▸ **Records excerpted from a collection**
#####

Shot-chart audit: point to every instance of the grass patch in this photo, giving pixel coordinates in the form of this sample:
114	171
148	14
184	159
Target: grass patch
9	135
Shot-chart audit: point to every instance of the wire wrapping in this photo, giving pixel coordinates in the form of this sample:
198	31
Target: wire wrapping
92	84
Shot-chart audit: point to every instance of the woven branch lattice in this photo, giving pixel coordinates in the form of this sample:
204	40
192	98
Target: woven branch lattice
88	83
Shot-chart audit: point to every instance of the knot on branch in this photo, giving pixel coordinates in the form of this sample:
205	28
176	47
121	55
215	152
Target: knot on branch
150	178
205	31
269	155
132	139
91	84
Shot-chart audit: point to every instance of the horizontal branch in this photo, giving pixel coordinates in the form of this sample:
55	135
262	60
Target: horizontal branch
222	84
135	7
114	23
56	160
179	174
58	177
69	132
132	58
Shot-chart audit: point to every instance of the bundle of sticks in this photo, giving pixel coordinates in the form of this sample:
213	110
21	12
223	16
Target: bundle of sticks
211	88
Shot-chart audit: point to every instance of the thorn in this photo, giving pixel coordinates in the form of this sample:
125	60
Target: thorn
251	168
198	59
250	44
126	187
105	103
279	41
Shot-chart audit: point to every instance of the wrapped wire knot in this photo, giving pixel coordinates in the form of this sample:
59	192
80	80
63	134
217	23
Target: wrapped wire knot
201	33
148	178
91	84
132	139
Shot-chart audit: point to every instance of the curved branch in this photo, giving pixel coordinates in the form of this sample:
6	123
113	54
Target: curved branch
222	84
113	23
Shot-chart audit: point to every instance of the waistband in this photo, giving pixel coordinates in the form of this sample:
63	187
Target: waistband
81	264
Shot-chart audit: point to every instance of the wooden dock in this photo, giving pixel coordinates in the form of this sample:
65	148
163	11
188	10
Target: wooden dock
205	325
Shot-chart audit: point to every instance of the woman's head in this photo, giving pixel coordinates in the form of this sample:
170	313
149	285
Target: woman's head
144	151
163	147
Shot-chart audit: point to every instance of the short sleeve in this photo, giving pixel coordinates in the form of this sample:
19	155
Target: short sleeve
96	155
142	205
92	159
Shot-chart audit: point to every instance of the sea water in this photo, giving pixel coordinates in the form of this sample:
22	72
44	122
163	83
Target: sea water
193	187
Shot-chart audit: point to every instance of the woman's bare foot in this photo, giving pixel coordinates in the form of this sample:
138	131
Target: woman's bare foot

#####

▸ **Problem requirements**
List every line above that contains the word "foot".

▸ **Exercise response**
Shot-chart audit: point to every instance of the woman's bare foot in this photo, giving pixel coordinates in the form of this sample:
Target: woman's bare foot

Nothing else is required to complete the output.